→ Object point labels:
## begin
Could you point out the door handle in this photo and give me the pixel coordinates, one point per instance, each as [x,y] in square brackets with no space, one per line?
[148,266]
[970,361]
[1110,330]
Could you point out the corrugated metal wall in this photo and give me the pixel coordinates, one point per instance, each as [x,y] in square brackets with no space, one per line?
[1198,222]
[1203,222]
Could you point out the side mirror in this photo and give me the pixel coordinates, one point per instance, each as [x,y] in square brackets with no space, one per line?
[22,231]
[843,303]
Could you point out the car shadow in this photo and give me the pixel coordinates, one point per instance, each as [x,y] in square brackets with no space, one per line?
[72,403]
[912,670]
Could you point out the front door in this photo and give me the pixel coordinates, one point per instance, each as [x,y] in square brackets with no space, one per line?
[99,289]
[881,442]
## end
→ TASK BRIEF: Extract every row above and copy each one out again word for word.

→ SOLUTION BELOW:
Could you point out the door handle in this photo and give me the pixel coordinates, one point per instance, each as [x,y] in square brackets with no space, one per line?
[148,266]
[970,361]
[1110,330]
Could you point out the corrugated metal wall in this photo and give me the pixel coordinates, one point per instance, each as [x,y] in square brackets with no space, one per line?
[1198,222]
[1203,222]
Could you point out the side mirror in this photo and give me the pixel coordinates, one point per instance, each as [x,y] in square brackets with no space, one per line?
[22,231]
[843,303]
Could you point out the car shadow in this photo and give me the pixel coordinates, one point per instance, each as [x,y] in square brackets with no space, one per line?
[72,403]
[912,670]
Could you point out the front door in this photo and give me the pixel coordinates, one point per instance, each as [x,y] in square brackets with no space, one per line?
[99,289]
[881,442]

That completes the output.